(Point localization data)
== Segment start ==

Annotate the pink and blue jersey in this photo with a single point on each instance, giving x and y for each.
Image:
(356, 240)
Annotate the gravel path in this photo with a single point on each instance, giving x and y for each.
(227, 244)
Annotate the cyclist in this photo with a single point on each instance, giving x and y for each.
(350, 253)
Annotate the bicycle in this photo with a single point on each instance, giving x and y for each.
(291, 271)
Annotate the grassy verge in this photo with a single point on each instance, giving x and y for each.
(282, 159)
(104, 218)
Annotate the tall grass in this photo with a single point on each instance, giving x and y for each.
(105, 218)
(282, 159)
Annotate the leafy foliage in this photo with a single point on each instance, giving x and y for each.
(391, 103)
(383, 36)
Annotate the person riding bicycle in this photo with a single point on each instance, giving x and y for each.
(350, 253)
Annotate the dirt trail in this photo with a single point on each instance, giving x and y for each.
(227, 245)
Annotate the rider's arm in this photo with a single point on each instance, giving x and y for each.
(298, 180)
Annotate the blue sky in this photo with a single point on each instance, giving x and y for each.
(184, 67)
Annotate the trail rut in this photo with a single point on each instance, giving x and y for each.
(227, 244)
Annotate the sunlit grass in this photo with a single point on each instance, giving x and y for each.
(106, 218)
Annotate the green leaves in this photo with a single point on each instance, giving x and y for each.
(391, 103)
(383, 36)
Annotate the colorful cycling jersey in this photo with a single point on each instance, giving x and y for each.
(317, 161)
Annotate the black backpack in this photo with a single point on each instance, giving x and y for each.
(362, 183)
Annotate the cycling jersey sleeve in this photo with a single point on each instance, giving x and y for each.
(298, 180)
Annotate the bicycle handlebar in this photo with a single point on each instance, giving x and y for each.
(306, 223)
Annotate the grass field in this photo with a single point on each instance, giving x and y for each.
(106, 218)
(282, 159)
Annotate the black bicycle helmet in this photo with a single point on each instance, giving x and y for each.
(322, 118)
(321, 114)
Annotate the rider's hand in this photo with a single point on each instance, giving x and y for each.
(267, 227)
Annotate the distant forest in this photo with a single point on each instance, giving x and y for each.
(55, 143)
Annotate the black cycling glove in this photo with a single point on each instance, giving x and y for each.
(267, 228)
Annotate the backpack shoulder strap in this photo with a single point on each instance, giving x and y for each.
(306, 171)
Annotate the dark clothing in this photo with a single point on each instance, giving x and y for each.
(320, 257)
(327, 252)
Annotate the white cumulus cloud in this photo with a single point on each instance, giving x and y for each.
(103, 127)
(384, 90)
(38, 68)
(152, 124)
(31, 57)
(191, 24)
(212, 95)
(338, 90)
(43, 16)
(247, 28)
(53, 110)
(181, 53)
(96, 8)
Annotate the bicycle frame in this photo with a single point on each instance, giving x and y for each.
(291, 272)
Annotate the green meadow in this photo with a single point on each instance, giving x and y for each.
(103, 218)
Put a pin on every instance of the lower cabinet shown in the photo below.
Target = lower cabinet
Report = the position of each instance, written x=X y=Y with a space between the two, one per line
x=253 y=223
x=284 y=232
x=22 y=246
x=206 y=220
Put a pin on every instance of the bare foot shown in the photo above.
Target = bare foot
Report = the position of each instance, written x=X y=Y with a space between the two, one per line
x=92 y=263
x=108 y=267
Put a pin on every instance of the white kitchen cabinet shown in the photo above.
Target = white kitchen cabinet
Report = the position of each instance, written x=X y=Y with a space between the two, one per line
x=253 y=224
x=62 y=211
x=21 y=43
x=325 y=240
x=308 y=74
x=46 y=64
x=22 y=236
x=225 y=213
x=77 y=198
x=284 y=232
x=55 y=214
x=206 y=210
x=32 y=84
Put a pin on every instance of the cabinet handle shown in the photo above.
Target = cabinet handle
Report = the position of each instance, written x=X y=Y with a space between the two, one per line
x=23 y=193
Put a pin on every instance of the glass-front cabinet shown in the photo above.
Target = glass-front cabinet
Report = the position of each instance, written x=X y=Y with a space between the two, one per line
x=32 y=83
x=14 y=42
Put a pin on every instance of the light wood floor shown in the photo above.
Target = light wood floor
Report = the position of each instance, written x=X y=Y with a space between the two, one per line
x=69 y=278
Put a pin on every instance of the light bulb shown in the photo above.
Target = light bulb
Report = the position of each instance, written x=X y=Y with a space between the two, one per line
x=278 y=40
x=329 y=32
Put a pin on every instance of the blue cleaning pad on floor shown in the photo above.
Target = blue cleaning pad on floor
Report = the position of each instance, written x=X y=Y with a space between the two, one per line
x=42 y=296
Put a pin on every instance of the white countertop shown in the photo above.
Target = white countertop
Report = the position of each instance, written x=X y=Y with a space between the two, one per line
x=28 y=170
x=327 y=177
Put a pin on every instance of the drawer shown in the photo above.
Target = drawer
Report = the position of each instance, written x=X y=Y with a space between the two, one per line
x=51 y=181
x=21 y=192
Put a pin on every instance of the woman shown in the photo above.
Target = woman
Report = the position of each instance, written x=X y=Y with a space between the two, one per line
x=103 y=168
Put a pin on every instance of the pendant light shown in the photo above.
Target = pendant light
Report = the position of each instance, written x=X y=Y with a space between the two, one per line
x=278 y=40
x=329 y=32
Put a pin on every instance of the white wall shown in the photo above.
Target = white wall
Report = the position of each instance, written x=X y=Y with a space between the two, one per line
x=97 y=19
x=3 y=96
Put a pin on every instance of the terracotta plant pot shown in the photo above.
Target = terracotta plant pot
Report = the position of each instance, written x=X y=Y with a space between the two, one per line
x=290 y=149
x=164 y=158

== Segment end ==

▶ ACTION ITEM
Transcribe exactly the lines from the one containing "Put a pin on every instance of the white countertop" through the end of the records, both included, and nothing else.

▶ EXPECTED OUTPUT
Put a pin on every instance of the white countertop shown in the photo above.
Target = white countertop
Report = the position of each instance, written x=X y=Y with a space between the two, one per line
x=28 y=170
x=327 y=177
Put a pin on every instance of the drawer shown in the photo above.
Target = drawer
Report = the position of each instance, written x=X y=Y with a space between the two, one per line
x=51 y=181
x=21 y=192
Put a pin on every instance of the woman shown in the photo above.
Target = woman
Report = the position of each instance, written x=X y=Y with a space between the two, one per line
x=103 y=168
Put a pin on every instance of the pendant light shown in the photo above.
Target = pendant light
Report = the position of each instance, written x=X y=Y with a space between the two, one per line
x=278 y=40
x=329 y=32
Put a pin on every instance of the white wall shown in the photo above.
Target = white wall
Report = the position of each instance, written x=X y=Y with a space between the two, one per line
x=97 y=19
x=3 y=96
Put a pin on every instance of the terracotta plant pot shown in the photo above.
Target = terracotta plant pot
Report = the position of each instance, written x=X y=Y with a space between the two, one per line
x=290 y=149
x=164 y=158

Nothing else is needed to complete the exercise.